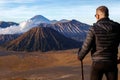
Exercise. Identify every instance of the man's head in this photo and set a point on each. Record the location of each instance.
(102, 12)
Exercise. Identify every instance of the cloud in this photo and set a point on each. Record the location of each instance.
(15, 1)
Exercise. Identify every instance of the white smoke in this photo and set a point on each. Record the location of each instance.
(22, 27)
(10, 30)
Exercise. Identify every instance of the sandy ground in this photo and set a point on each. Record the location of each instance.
(52, 65)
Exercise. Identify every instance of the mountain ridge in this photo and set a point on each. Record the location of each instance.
(42, 39)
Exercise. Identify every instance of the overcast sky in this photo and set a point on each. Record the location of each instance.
(82, 10)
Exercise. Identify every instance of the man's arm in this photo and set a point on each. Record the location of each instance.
(87, 45)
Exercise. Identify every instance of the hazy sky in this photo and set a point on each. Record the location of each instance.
(82, 10)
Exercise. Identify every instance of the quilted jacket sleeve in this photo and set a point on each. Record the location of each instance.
(87, 45)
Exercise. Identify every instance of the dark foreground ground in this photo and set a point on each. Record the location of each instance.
(53, 65)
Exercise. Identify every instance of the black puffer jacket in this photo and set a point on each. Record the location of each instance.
(103, 39)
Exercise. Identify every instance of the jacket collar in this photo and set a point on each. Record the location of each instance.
(103, 19)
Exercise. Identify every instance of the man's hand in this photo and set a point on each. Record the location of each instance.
(118, 61)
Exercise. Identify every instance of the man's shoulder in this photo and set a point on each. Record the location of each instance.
(114, 22)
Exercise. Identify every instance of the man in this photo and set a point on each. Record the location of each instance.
(103, 39)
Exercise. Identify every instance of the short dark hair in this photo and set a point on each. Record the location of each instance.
(104, 10)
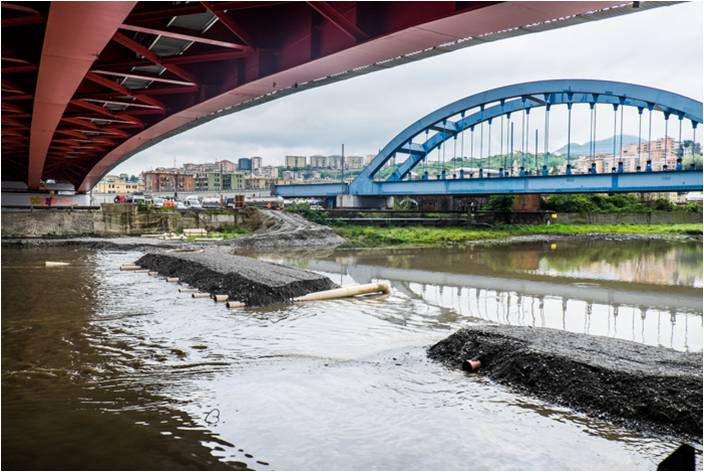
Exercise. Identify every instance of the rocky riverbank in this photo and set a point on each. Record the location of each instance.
(642, 386)
(253, 282)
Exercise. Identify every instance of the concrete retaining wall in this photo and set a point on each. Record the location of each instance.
(114, 220)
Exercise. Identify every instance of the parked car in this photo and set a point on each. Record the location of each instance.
(137, 197)
(193, 202)
(211, 202)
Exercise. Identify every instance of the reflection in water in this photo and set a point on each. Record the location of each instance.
(642, 291)
(97, 362)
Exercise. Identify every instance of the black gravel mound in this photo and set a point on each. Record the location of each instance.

------------------------

> [Exercise prompt] Retype the data above exactly; pictures are not part of the copy.

> [Answer for this exercise]
Exercise. Identify every instance of the man's head in this photo and set a point on each. Record the location of each instance.
(102, 12)
Exercise. Identify every instance of the cloud in this photo and set a point on each. Record the location of each instance.
(15, 1)
Exercise. Identify every instance of the white smoke in this photo and set a point on each. Record the location of each instance.
(22, 27)
(10, 30)
Exercise. Identify every instance of the sandy ground in this photo and set a point on each. Record the location of each instance.
(52, 65)
Exercise. Identify every instance of the mountain ridge in this photo and set a point on each. Record the location of each instance.
(42, 39)
Exercise. Identify every instance of the overcast sky in this photo and set a point on each. Record the location of each instance.
(82, 10)
Exercise. Identify every instance of the man's arm in this photo and set a point on each. Record the location of each instance.
(87, 45)
Exercise. Identify every instance of the hazy sky in this photo and set a point on each. Record the location of each instance.
(82, 10)
Exercise. Identify every instance of the quilted jacket sleeve in this photo and set a point on each. Record the location of each instance.
(87, 45)
Exercise. Identify every instance of the dark foreground ground in this photo and set a point on each. Record the location of each instance.
(53, 65)
Exercise. Identify every instance of the black puffer jacket in this photo and set a point on each. Record the location of each instance.
(103, 39)
Exercise. Identify every instance of the jacket collar in this photo and set a point on each. Record the location of each instance.
(103, 19)
Exercise. Identify every instance of the man's hand in this photo and set a point on each. Record the location of each instance.
(118, 61)
Exercise. Identify every instance of the man's shoulder in this photo and set a point on each. Record the location of each instance.
(114, 22)
Exercise. Identify every instance of the man in this photo and set a point on each. Record the location of each instance.
(103, 39)
Exercise. Identify every instance of the short dark hair in this photo and set a point on each. Record the location of each instance.
(104, 10)
Exercise. Identify every instance of the rocky riverbank in this photo and set a point on each. Record the location of each instance.
(642, 386)
(253, 282)
Exercise. Identify every instance of the concrete retaining wall in this photo and set a point on each. Record the location of each instance.
(114, 220)
Exercise. Identify every instance of the parked car in this photo and set a point on each. Record the location of each instance.
(137, 197)
(193, 202)
(211, 202)
Exercise. Identify every instance of the reflection in water in this photo and set a point on each. Record the location of each instance.
(642, 291)
(97, 362)
Exercise. Identify every instance of the black gravel mound in this photo and set a point on each. Record the location of each instance.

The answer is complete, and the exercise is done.